** Supplied material **

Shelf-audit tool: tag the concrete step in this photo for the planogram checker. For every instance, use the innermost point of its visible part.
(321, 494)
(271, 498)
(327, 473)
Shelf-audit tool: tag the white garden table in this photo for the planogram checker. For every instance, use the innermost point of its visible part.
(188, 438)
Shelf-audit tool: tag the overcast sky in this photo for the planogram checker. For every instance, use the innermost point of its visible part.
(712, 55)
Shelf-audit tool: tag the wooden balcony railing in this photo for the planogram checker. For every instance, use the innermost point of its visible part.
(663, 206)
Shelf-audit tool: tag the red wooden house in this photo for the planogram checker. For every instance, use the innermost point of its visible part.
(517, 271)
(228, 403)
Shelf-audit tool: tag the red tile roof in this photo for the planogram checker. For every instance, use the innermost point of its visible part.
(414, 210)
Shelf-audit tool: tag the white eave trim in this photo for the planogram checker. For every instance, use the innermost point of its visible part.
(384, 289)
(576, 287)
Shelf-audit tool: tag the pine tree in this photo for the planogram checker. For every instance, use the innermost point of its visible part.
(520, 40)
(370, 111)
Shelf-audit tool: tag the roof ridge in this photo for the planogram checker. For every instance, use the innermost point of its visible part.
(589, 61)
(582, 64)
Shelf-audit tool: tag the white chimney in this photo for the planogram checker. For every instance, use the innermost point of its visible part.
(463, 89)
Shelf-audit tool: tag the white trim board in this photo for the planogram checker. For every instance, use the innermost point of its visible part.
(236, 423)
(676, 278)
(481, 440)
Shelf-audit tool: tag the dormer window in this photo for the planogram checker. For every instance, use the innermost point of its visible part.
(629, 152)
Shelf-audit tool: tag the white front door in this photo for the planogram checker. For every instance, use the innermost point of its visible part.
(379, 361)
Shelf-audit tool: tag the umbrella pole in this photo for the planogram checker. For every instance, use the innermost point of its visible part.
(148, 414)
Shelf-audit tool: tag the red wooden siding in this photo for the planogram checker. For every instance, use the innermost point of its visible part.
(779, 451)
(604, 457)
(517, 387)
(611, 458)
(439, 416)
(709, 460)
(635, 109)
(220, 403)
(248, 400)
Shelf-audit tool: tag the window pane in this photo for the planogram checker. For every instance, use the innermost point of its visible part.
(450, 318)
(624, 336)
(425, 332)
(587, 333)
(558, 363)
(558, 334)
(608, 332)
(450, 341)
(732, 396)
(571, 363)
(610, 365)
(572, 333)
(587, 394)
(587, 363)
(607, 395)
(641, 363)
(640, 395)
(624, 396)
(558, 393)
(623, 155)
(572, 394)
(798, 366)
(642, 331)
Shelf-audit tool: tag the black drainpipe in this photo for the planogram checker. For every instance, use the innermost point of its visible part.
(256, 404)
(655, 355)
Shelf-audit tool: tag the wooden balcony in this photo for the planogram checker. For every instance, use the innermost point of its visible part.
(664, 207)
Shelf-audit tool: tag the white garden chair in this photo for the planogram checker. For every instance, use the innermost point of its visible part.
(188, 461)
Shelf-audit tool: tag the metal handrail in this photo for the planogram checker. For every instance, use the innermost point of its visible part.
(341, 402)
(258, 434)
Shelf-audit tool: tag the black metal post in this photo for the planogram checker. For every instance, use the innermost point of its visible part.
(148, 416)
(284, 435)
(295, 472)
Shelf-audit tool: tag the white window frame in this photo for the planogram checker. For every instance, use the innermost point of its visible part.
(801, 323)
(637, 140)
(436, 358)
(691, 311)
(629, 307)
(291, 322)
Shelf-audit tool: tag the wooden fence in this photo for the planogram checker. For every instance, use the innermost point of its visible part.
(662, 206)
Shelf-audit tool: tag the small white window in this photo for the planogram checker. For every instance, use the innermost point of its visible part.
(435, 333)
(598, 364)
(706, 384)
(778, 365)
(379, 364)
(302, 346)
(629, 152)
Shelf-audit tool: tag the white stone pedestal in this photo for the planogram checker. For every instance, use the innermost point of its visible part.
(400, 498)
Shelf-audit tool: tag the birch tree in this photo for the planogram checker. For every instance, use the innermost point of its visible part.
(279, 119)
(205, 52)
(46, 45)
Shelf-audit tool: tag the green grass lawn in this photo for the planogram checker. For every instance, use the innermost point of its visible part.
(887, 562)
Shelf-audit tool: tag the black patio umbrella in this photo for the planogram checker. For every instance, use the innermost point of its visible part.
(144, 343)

** Problem to work on **
Each entry above is to be quoted exactly.

** The answer **
Shelf-audit tool: tag the concrete step in this photo for the planogram checker. For every instance, use the innermost point of its visible part.
(321, 494)
(271, 498)
(327, 473)
Shelf-audit tool: tag the white garden table in this photo for the planogram checker. For every instance, use the innermost point of its visible part.
(188, 438)
Shelf-audit tool: tag the overcast sky in this photo for the planogram checker. For every instance, use the innermost point of its visible part.
(712, 55)
Shelf-audit tool: tag the wooden balcony railing in this photo for the planogram checker. For every instance, use the innermost point of its visible part.
(663, 206)
Shelf-audit tool: tag the red wooden house in this photo for the planogram checker. For every instance, use the innermost point of its visible part.
(517, 271)
(228, 403)
Shelf-audit tool: tag the red tile roof in this photo for the planogram checker. For every instance, use the innermost point of its visible part.
(414, 210)
Shelf-audit tool: tag the white eave trim in this photo for the planogram checker. For every instance, use the innermost point of its visible part.
(384, 289)
(576, 287)
Shelf-audit tool: tag the pine tree in this photo for the planogram checker. For every instance, use the innermost point of its visible part.
(520, 40)
(370, 111)
Shelf-audit tool: tag the roof ridge in this photo for the planogram checker. For every instance, use the innermost point of its visible part.
(589, 61)
(582, 64)
Shelf-audit tool: tag the white chimney in this photo for the planogram checker. For every instance, use the innermost point of its visible part.
(463, 89)
Shelf-audit tool: tag the white trim board in this photo for the planogram checker. For every instance, use the innermost point of its visible part.
(236, 423)
(676, 278)
(481, 440)
Shelf-audit tool: tag the dormer window in this photo for the planogram checker. For every instance, use the innermost point of its visible part.
(629, 152)
Shelf-audit tool: tag the white front door in this photo for the planogram checker. For every instance, use the innermost point of its visible part.
(379, 361)
Shelf-audit tool: tag the umbrella pole in this photo for the planogram checker. For every instance, use the innermost point of its visible part.
(148, 414)
Shelf-audit tool: tag the red wooden siding in this photo for the planogram checker. For every instance, use the innermost point of its visible part.
(779, 451)
(604, 457)
(517, 387)
(611, 458)
(439, 416)
(709, 460)
(635, 109)
(220, 403)
(248, 400)
Shelf-audit tool: tag the window pane in this photo for the planogram checker. For every instance, use the innermost point of its visible part.
(450, 318)
(624, 336)
(425, 332)
(587, 333)
(558, 363)
(558, 334)
(608, 332)
(450, 341)
(732, 396)
(571, 363)
(610, 365)
(572, 333)
(587, 394)
(587, 363)
(607, 395)
(641, 363)
(640, 395)
(624, 396)
(558, 393)
(623, 155)
(572, 394)
(798, 366)
(642, 331)
Shelf-audit tool: tag the black drainpipe in this photo for the planogram checker. For every instance, use the innermost point of its visible part.
(256, 404)
(655, 355)
Shelf-audit tool: tag the wooden balcony in this photo for the planogram checker. For every instance, use the innermost point of its visible part.
(664, 207)
Shelf-audit tool: tag the white garden chair in this photo for the planogram checker. For every instance, use the innermost point of its visible part.
(188, 461)
Shelf-audit tool: tag the metal handrail in this photo for the planogram checker. For every instance, use the innermost point of its visible part.
(341, 402)
(258, 434)
Shelf-audit tool: tag the black metal post in this photo for the planogram checker. For every instance, use the innermost point of its visible part.
(148, 416)
(284, 435)
(295, 472)
Shelf-audit tool: tag the white window frame in this photo for the planogram checker. For every instance, use the innermost point of its visible part.
(801, 323)
(637, 140)
(436, 358)
(691, 311)
(629, 307)
(291, 322)
Shelf-audit tool: tag the wooden fence in this photo for the planogram checker. For every instance, use the innermost point of its visible part.
(662, 206)
Shelf-audit tool: tag the small white window in this photo for the planogram checker. For every instance, use the innermost point of its visible part.
(435, 333)
(598, 364)
(706, 384)
(778, 365)
(379, 364)
(302, 346)
(629, 152)
Shelf-audit tool: tag the white stone pedestal in this photo for the planogram checker. For every instance, use the innermost point of its visible part.
(400, 498)
Shelf-audit tool: tag the birch tree in this photo for the planogram checker. For every instance, use the innermost point of its visible part.
(279, 119)
(205, 52)
(46, 45)
Shelf-audit tool: tag the green grass lawn in this photo for the planogram checker. For every instance, use the innermost point of its visible part.
(887, 562)
Shelf-audit tool: tag the black patio umbrella in this photo for the planogram checker. For every instance, use the innermost point of its visible part.
(144, 343)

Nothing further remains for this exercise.